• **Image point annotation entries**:
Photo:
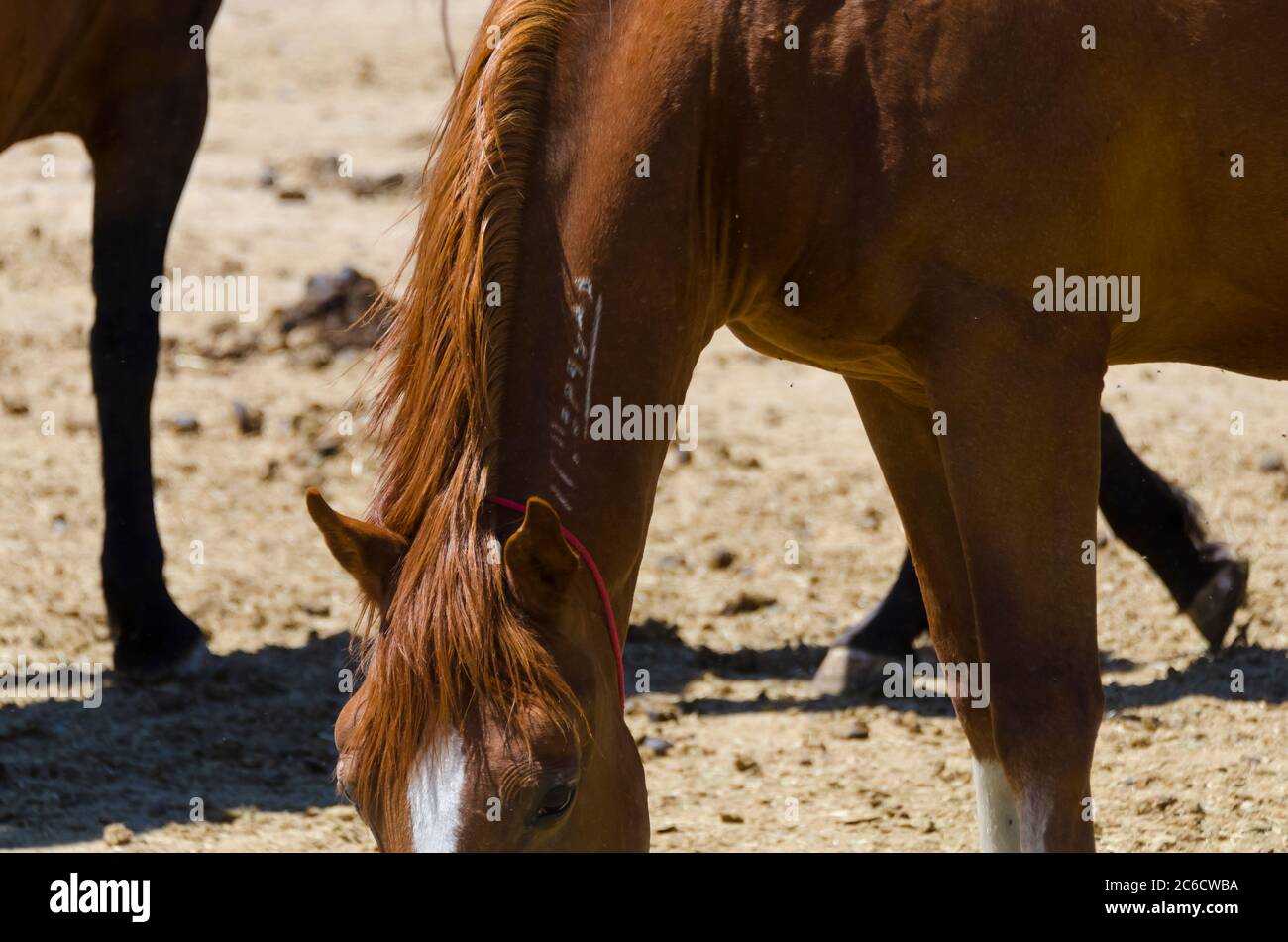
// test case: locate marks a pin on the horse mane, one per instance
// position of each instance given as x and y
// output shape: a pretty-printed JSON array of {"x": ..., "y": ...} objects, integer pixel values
[{"x": 451, "y": 636}]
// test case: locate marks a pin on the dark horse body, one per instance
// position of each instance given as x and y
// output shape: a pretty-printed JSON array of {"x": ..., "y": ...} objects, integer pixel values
[
  {"x": 125, "y": 77},
  {"x": 772, "y": 166}
]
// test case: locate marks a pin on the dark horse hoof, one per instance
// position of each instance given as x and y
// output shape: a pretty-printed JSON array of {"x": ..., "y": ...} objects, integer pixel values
[
  {"x": 1212, "y": 609},
  {"x": 850, "y": 671},
  {"x": 158, "y": 645}
]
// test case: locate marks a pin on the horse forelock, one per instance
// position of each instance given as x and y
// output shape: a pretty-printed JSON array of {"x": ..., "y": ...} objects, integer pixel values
[{"x": 451, "y": 637}]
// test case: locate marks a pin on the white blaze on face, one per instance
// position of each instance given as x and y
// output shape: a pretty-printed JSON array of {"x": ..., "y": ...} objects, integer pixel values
[{"x": 434, "y": 794}]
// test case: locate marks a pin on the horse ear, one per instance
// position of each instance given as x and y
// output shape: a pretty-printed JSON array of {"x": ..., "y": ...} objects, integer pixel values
[
  {"x": 539, "y": 562},
  {"x": 370, "y": 554}
]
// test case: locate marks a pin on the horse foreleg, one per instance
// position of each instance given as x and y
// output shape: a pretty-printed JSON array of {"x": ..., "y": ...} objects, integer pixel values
[
  {"x": 1021, "y": 461},
  {"x": 909, "y": 452},
  {"x": 142, "y": 146}
]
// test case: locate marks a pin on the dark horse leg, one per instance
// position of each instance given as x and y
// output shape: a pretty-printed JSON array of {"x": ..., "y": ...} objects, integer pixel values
[
  {"x": 142, "y": 143},
  {"x": 1155, "y": 519}
]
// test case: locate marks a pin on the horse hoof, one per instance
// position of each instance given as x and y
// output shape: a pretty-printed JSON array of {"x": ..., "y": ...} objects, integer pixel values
[
  {"x": 1212, "y": 609},
  {"x": 180, "y": 653},
  {"x": 850, "y": 671}
]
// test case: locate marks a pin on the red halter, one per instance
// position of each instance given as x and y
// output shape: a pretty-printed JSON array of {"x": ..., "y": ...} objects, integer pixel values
[{"x": 599, "y": 583}]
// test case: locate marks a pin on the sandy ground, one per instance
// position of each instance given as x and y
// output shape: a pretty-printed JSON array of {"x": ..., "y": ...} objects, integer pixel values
[{"x": 758, "y": 762}]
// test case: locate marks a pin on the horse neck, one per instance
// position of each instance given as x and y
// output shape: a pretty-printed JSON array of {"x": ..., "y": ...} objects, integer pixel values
[{"x": 587, "y": 336}]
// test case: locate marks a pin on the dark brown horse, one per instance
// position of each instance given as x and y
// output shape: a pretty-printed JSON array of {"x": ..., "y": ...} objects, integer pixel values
[
  {"x": 128, "y": 77},
  {"x": 893, "y": 190}
]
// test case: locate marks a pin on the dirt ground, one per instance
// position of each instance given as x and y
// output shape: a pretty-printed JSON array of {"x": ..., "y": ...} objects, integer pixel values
[{"x": 756, "y": 761}]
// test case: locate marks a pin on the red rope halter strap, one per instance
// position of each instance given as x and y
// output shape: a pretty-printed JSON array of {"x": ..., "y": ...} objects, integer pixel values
[{"x": 599, "y": 583}]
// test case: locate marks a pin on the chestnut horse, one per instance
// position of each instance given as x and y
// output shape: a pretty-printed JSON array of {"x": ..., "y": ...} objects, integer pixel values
[
  {"x": 129, "y": 78},
  {"x": 874, "y": 188}
]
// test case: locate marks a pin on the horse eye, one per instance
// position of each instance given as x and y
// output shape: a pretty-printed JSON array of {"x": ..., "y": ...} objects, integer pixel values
[{"x": 555, "y": 802}]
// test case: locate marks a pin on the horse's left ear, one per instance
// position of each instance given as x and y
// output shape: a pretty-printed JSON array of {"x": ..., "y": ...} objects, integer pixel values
[
  {"x": 370, "y": 554},
  {"x": 539, "y": 562}
]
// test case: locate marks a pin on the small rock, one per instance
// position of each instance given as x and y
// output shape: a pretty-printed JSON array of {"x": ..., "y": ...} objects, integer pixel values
[
  {"x": 658, "y": 745},
  {"x": 250, "y": 421},
  {"x": 117, "y": 835},
  {"x": 329, "y": 446},
  {"x": 746, "y": 602}
]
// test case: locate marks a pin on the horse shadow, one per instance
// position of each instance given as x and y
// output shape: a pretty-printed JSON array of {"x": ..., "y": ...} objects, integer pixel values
[
  {"x": 252, "y": 730},
  {"x": 1241, "y": 672}
]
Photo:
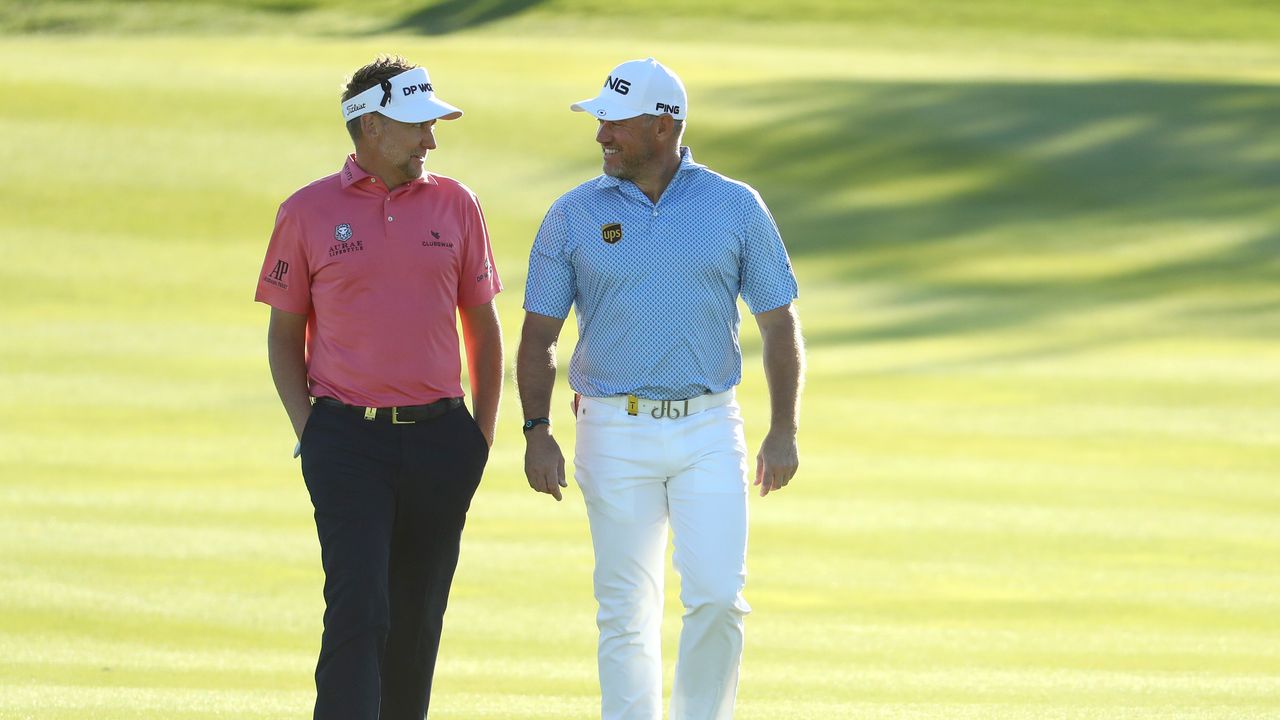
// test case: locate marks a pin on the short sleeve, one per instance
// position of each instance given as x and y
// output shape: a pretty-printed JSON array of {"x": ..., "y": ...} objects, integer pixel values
[
  {"x": 767, "y": 279},
  {"x": 551, "y": 274},
  {"x": 478, "y": 281},
  {"x": 284, "y": 281}
]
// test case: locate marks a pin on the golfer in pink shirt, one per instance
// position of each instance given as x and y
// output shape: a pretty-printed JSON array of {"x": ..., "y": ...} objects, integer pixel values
[{"x": 366, "y": 273}]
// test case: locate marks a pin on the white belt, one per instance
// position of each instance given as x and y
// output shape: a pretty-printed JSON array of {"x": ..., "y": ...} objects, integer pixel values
[{"x": 671, "y": 409}]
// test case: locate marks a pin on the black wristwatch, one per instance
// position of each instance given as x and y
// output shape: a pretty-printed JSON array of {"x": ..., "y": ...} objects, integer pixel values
[{"x": 534, "y": 422}]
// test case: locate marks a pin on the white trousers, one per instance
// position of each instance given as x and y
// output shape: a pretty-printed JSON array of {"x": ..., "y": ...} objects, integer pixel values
[{"x": 638, "y": 473}]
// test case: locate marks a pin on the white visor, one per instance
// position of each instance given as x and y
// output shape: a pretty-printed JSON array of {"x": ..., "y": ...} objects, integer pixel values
[{"x": 407, "y": 98}]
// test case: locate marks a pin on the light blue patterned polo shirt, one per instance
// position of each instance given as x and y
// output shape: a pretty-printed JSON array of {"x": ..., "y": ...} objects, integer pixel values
[{"x": 656, "y": 286}]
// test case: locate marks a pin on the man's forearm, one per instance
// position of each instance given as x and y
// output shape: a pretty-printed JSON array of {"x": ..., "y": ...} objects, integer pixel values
[
  {"x": 286, "y": 355},
  {"x": 784, "y": 368},
  {"x": 481, "y": 333},
  {"x": 535, "y": 367}
]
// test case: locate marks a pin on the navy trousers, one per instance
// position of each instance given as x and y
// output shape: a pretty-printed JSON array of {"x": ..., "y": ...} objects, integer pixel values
[{"x": 389, "y": 507}]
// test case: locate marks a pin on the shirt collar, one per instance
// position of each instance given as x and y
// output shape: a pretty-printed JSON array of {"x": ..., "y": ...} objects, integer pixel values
[
  {"x": 353, "y": 174},
  {"x": 686, "y": 162}
]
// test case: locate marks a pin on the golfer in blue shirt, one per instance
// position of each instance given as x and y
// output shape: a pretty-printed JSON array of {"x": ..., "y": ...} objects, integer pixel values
[{"x": 653, "y": 256}]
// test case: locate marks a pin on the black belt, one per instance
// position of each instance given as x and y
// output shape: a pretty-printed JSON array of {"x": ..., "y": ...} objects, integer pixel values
[{"x": 402, "y": 415}]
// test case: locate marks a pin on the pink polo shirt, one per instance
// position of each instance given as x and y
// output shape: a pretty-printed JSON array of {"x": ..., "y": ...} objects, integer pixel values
[{"x": 379, "y": 276}]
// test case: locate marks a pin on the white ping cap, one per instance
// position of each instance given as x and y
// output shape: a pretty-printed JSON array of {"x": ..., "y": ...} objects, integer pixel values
[
  {"x": 407, "y": 98},
  {"x": 638, "y": 87}
]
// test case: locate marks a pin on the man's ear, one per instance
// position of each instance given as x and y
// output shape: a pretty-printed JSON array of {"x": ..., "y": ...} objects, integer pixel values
[{"x": 666, "y": 124}]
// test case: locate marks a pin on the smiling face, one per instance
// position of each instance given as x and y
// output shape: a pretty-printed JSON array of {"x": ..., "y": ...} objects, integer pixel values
[
  {"x": 630, "y": 146},
  {"x": 393, "y": 150}
]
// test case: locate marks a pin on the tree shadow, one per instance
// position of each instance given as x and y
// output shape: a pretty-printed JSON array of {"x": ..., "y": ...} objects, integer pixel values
[
  {"x": 891, "y": 181},
  {"x": 452, "y": 16}
]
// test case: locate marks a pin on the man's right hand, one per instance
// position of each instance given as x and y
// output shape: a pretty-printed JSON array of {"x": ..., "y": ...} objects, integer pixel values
[{"x": 544, "y": 463}]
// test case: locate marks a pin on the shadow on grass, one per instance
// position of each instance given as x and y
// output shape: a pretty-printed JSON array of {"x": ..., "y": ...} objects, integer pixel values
[
  {"x": 451, "y": 16},
  {"x": 894, "y": 182}
]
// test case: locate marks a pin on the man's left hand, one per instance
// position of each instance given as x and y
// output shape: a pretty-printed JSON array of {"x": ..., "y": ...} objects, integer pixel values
[{"x": 777, "y": 461}]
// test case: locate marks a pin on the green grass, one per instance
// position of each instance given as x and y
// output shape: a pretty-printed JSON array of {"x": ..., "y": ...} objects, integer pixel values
[{"x": 1037, "y": 269}]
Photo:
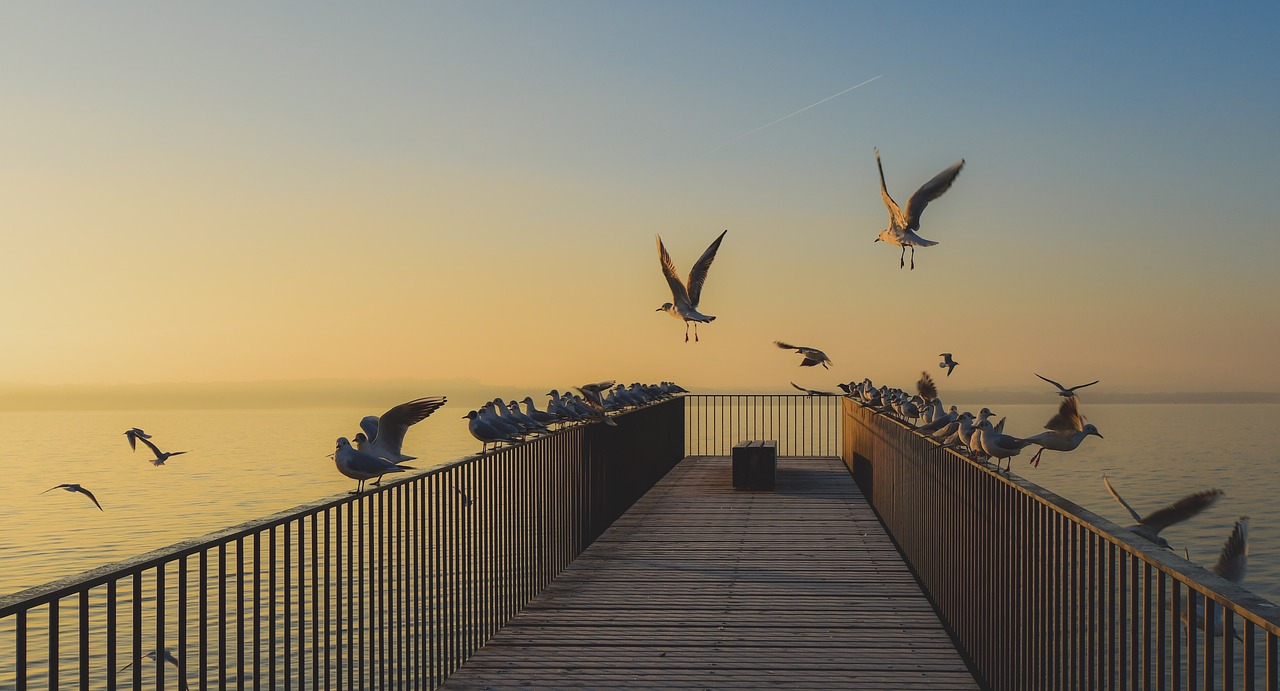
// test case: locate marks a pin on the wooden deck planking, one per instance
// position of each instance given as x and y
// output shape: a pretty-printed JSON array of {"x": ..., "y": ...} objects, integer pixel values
[{"x": 703, "y": 586}]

• **Directions**: Reproduce the material above exactly, but only from the line with "on grass, one per instance" through its last line, leaving pictures out.

• **Response to the exercise**:
// test case: locate marks a pin on the shadow on grass, one per instance
// position of each instance given as x and y
// output shape: a pretty-printed JSON array of {"x": ..., "y": ...} objects, integer pixel values
[
  {"x": 451, "y": 16},
  {"x": 894, "y": 182}
]
// test case: locate marks a pin on the man's left hand, one per instance
// position of each instance given as x and y
// output shape: a pretty-printed JSON array of {"x": ..., "y": ...} objects, integer pixel values
[{"x": 777, "y": 461}]
// test case: locate marks a pin on the green grass, one per instance
// position of each instance given as x and y
// output shape: a pretty-printed JSON array of {"x": ..., "y": ...} objects, integer pixel values
[{"x": 1037, "y": 269}]
Photo:
// test case: locate marks a pin on the wooden deck planking, one per instance
// position of each instance given as x and y
// output shape: a pretty-printed JSON array of {"x": ..., "y": ...} objects, integer pixel values
[{"x": 703, "y": 586}]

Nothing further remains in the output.